### EXTRAIT SOURCE
=====

Cadillac Seville III STS : le parfum de l'inutile !
En 1992, j’avais 17 ans, et je me « payais » mon premier voyage de grand, avec un cousin et un ami : après un mois de dur labeur au Monoprix de Villejuif au rayon fromage (c’était un temps où l’on pouvait gagner de l’argent comme un grand sans être majeur), nous étions partis découvrir l’Espagne en train, car et auto-stop, ses véhicules parfois inconnus chez nous (lire aussi : Renault Siete), et en point d’orgue l’exposition universelle de Séville ! A cette époque, j’étais déjà bien entendu mordu d’automobile, et le nom de cette ville andalouse chantait pour moi autant la découverte de la péninsule ibérique que le grand ouest américain. Et pourquoi donc me direz-vous ? Parce qu’à la même époque, la prestigieuse marque Cadillac proposait dans sa gamme la Seville, sorte de réponse américaines aux importations européennes : traction, petit gabarit (enfin, pour les USA), style, mais tout de même équipée de V8 « à l’américaine ».
La première génération de Seville, datant des année 70, était d’une banalité affligeante ! Mais la deuxième génération s’affirmait dans un style baroque, avec une étrange malle arrière qui lui donnait du caractère certes, mais aussi une bonne dose de ridicule. C’est en 1986 que la 3ème génération de Seville, qui m’intéresse ici, fit son apparition. Sa principale qualité pour moi : un design particulièrement réussi, avec une vitre arrière presque verticale et un long capot avant, une vraie réussite selon moi. Pourtant, les américains n’étaient pas du même avis que moi, et boudèrent cette « petite » Cadillac. Sa version « coupé », dénommée Eldorado, connut le même désamour !
La Seville III « classique » sera produite de 1986 à 1991Pourtant, cette voiture était vraiment intéressante, avec notamment un système de contrôle moteur réduisant la consommation à un petit 7,8 litres aux 100 sur autoroute malgré un V8 sous le capot (en position tranversale avant). Avec 4,1 litres de cylindrée, il ne sortait il faut dire que 130 chevaux ! Heureusement, la Seville reçut à partir de 1988 un 4,5 litres de 155 ch qui passait à 180 ch en 1990, puis, en 1991, pour sa dernière année de production, un 4,9 litres de 200 ch.

=====

### DONNÉES FOURNIES
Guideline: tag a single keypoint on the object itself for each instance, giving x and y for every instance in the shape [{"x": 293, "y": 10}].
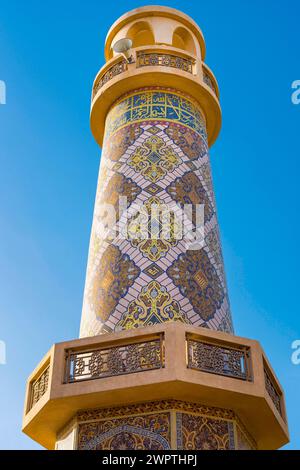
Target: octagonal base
[{"x": 166, "y": 386}]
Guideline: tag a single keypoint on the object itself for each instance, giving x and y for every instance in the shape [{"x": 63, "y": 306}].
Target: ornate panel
[
  {"x": 150, "y": 432},
  {"x": 204, "y": 433},
  {"x": 155, "y": 154},
  {"x": 162, "y": 425},
  {"x": 39, "y": 387},
  {"x": 145, "y": 59}
]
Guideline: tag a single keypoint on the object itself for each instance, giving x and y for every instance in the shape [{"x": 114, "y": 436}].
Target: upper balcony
[
  {"x": 167, "y": 361},
  {"x": 168, "y": 50}
]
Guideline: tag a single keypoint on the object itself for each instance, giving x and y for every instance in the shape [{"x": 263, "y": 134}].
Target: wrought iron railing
[
  {"x": 145, "y": 59},
  {"x": 39, "y": 387},
  {"x": 114, "y": 360},
  {"x": 207, "y": 78},
  {"x": 273, "y": 391},
  {"x": 111, "y": 72},
  {"x": 214, "y": 358}
]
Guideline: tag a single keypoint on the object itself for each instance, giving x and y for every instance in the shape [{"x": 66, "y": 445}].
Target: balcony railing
[
  {"x": 219, "y": 359},
  {"x": 114, "y": 360},
  {"x": 273, "y": 391},
  {"x": 209, "y": 79},
  {"x": 39, "y": 387},
  {"x": 154, "y": 57},
  {"x": 118, "y": 67},
  {"x": 145, "y": 59}
]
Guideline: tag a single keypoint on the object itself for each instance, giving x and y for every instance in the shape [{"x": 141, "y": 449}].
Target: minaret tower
[{"x": 157, "y": 365}]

=====

### TRAVAIL À RÉALISER
a) D'après le texte sur la Cadillac Seville, quelle consommation sur autoroute la Seville III obtenait-elle grâce à son système de contrôle moteur ?
b) Relevez toutes les puissances, en chevaux, que le texte sur la Cadillac Seville attribue aux moteurs de la Seville III.
c) Poursuivez le texte sur la Cadillac Seville après sa dernière phrase.

### RÉSULTATS PAR TÂCHE
a) Un petit 7,8 litres aux 100 sur autoroute.

b) 130 ch (4,1 litres) ; 155 ch (4,5 litres, à partir de 1988) ; 180 ch (4,5 litres, en 1990) ; 200 ch (4,9 litres, en 1991)

c)
La STS à l’équipement spécifique, paraît en 1988 pour la première fois, pour des dignitaires triés sur le volet !Mais ce n’est pas la Seville « classique » qui m’intéresse ici, trop répandue (135 027 exemplaires produits entre 1986 et 1991), mais sa version STS (pour Seville Touring Sedan), parue en 1988. A son apparition, il ne s’agissait que d’une voiture « spéciale » destinée au pontes de chez Cadillac ou GM, et à des clients choisis pour leur fidélité, produite à 1499 exemplaires et réalisée par la firme Cars & Concepts (ce nom vous dit quelque chose ? Normal, cette firme réalisa aussi les coupés et cabriolets 505 pour le compte de Peugeot of America, lire aussi : Peugeot 505 Coupé et Cabriolet). Ces exemplaires se distinguent des autres par des jantes en alliage spécifiques, des suspensions retravaillées, une barre stabilisatrice à l’arrière, et surtout, seulement 4 places, mais des vraies places de salon roulant !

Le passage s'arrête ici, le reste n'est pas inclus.